**Given task**: Tally the lines in the material below that contain the string "target" and give only that number.

**Source data**:
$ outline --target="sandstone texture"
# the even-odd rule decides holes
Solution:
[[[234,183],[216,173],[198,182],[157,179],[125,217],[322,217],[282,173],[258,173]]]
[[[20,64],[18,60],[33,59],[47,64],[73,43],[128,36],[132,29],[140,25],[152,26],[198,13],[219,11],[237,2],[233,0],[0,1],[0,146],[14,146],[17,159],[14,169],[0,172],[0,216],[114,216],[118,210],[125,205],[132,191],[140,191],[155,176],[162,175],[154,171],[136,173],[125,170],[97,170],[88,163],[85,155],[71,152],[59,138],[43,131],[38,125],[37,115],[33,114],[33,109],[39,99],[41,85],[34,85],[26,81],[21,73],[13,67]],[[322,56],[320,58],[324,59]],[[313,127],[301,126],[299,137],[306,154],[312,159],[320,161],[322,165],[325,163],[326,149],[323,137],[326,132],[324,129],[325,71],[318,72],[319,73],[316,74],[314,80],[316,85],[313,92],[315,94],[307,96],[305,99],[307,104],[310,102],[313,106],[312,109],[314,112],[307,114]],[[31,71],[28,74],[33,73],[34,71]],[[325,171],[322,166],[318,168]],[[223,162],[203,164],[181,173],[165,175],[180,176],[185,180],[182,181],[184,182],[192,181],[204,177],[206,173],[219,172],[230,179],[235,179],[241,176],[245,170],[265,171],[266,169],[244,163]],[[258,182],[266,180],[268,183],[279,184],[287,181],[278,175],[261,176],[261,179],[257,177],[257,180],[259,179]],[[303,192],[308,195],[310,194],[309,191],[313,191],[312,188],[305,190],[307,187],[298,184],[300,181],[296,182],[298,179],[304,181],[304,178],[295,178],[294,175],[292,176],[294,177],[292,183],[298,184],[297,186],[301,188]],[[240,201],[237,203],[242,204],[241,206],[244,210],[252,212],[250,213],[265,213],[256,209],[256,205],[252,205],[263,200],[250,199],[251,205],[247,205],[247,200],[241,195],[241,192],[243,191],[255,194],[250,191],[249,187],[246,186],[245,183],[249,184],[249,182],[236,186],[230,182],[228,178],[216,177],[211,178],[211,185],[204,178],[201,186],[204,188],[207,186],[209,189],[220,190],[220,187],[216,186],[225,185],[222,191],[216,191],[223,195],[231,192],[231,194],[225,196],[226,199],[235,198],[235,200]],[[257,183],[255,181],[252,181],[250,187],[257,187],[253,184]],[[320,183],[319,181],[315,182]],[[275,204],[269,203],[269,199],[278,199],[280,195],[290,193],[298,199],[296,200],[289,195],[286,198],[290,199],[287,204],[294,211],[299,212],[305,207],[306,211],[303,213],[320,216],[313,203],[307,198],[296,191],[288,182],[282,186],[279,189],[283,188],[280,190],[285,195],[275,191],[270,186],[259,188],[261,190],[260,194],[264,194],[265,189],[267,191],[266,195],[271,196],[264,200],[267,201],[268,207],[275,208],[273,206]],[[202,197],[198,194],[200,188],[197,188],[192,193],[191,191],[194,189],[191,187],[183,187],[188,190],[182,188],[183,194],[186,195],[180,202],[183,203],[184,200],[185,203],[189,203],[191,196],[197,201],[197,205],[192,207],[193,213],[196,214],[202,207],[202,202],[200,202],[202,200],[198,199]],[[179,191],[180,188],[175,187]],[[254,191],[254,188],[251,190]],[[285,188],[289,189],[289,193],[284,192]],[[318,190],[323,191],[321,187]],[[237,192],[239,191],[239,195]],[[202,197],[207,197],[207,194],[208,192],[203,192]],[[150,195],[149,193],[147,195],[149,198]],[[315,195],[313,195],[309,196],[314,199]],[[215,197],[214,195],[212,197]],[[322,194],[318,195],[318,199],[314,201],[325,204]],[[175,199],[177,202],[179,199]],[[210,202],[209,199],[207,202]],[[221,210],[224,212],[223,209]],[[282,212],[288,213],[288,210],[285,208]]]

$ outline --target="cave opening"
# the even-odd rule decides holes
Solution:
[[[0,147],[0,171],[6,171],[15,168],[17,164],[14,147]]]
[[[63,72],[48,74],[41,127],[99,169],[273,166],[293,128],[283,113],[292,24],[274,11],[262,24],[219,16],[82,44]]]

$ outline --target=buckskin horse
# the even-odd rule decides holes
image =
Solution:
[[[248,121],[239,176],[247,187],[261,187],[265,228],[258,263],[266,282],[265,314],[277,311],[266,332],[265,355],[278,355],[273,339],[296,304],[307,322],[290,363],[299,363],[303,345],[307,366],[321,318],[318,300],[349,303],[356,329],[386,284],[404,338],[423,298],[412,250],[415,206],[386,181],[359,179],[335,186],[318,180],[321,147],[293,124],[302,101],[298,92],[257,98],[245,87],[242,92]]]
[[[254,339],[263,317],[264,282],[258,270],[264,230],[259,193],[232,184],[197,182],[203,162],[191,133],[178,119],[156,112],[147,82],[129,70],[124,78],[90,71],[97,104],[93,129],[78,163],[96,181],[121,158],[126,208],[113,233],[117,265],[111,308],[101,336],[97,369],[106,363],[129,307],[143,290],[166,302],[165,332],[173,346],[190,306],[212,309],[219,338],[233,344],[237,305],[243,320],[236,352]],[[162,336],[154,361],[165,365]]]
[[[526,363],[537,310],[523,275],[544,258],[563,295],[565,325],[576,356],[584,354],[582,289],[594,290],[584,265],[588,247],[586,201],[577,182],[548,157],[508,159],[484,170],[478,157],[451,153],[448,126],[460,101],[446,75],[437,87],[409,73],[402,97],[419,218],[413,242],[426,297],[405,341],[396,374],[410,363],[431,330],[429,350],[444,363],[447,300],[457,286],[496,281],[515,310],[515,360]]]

**Final answer**: 3